STATED TASK:
Continue the blog post below about the free Juniper JNCIA training seminar, starting right after its last sentence.

PASSAGE PROVIDED:
************
By stretch | Wednesday, December 15, 2010 at 1:57 a.m. UTC

I was fortunate enough to be invited to attend a free online JNCIA training seminar held last week by Juniper. Entitled "Certifiably Simple," the free training is part of Juniper's certification incentive program (which ends December 31st) and includes a free voucher for the JNCIA exam. The course consisted of three 2.5-hour remote sessions, hosted by Ken Mayer. Along with the traditional course material (which is freely available on Juniper's Fast Track site), the session included a number of two-hour lab slots for students to use as they see fit.

JNCIA_training.png

I'm a Junos newbie, so I was pretty excited to be getting some formal Junos training and a chance to play with a Juniper lab. The first two days of the training went well, and Ken covered a great deal of the Junos CLI in a relatively short time. The third day we were not so lucky, as the Adobe Connect service on which the training was hosted took a dive. After an hour of trying to get Adobe to restore service the Juniper folks unfortunately had to cancel the final session. However, they did make available a recording of a sister session which had taken place earlier in the day, which I still need to watch.
************
MATERIAL SHOWN:

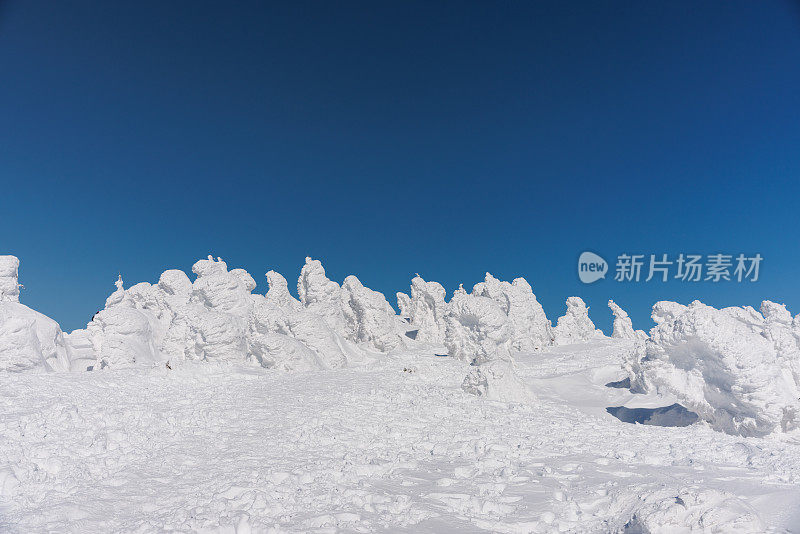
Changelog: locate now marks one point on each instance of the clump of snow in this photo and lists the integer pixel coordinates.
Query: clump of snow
(692, 509)
(497, 380)
(322, 296)
(575, 326)
(623, 326)
(479, 331)
(733, 367)
(9, 286)
(29, 340)
(531, 328)
(425, 308)
(374, 320)
(280, 314)
(121, 334)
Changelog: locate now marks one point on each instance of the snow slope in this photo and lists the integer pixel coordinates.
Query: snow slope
(394, 445)
(209, 408)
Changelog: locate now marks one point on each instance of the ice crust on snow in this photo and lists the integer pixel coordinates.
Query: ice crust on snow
(736, 368)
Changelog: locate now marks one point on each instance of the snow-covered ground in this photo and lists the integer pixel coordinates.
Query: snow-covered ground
(200, 406)
(392, 444)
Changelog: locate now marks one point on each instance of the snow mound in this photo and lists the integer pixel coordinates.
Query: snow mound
(425, 309)
(121, 334)
(734, 367)
(575, 326)
(532, 329)
(29, 340)
(694, 510)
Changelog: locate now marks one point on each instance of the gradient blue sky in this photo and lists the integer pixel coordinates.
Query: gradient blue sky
(386, 139)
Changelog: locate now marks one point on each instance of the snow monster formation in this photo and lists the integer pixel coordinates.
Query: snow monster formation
(575, 326)
(531, 328)
(425, 310)
(623, 327)
(735, 367)
(29, 341)
(478, 330)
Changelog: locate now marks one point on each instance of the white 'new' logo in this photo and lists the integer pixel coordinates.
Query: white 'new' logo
(591, 267)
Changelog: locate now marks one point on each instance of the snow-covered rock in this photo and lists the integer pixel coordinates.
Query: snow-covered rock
(730, 367)
(425, 308)
(531, 328)
(29, 340)
(575, 326)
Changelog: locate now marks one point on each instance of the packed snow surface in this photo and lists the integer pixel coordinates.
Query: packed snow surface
(392, 445)
(200, 406)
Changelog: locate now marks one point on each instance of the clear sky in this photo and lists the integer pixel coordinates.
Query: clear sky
(387, 139)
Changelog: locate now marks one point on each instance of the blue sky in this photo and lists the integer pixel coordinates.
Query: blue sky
(388, 139)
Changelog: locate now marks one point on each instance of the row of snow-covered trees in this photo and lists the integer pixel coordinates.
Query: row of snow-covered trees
(737, 368)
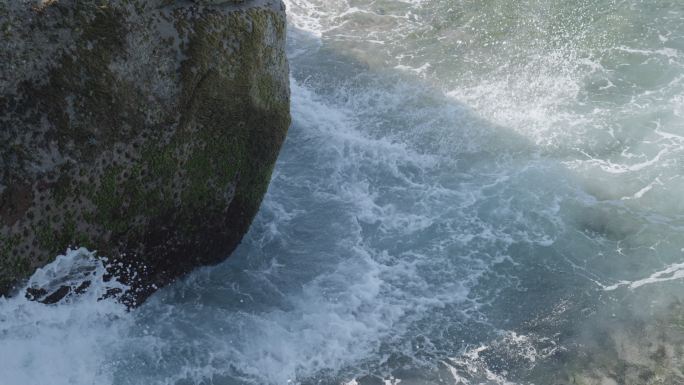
************
ANSWER TO THE TASK:
After attending the instructor-led sessions, I turned my attention to the labs. Four formal labs were offered, including initial CLI configurations, operational monitoring, OSPF and static routing, and firewall filters and class (quality?) of service. We were also encouraged to expand beyond the scope of the official labs (without breaking anything) if we felt comfortable.

JNCIA_lab.png

Junos is pretty nice. Its CLI is certainly more feature-packed than Cisco's IOS, but does take some getting used to. Junos is built on top of a customized FreeBSD base, which makes available to the administrator some very powerful tools. The software service modularity and single-image approach also lends a nice sense of modernity.

Going through these practice labs make me want to break out the old J2300 that's been sitting idle in my basement for some time. At any rate, I'll probably try for the JNCIA by year's end, not just because I have a voucher, but also because I'm curious how the experience of taking a Juniper certification exam compares to that of the Cisco world.

Posted in Juniper

Comments


Venkat
December 15, 2010 at 8:52 a.m. UTC

I believe you will really enjoy JUNOS and the topics covered in JNCIA/S exam. ALso, you can try JUNOS in latest GNS version.

Thanks,
Venkat
CCIP, JNCIS-M


CJ
December 15, 2010 at 12:36 p.m. UTC

Hey,

I just got into Juniper as well. I have used Cisco for the last five years and I gotta say...I really like Junos. I think Juniper Networks have done a great job building in some nice features into the OS (specifically the rollback feature!). Anyways thanks for the great posts and keep them coming.

Happy Holidays.


stuh84
December 15, 2010 at 12:48 p.m. UTC

I passed the JNCIA-JUNOS a couple of months ago, and what I'll say in terms of the structure of the exams is that it is similar in scope to something like a CCNA. However, there are no sims, no simlets, it is ALL multiple choice questions.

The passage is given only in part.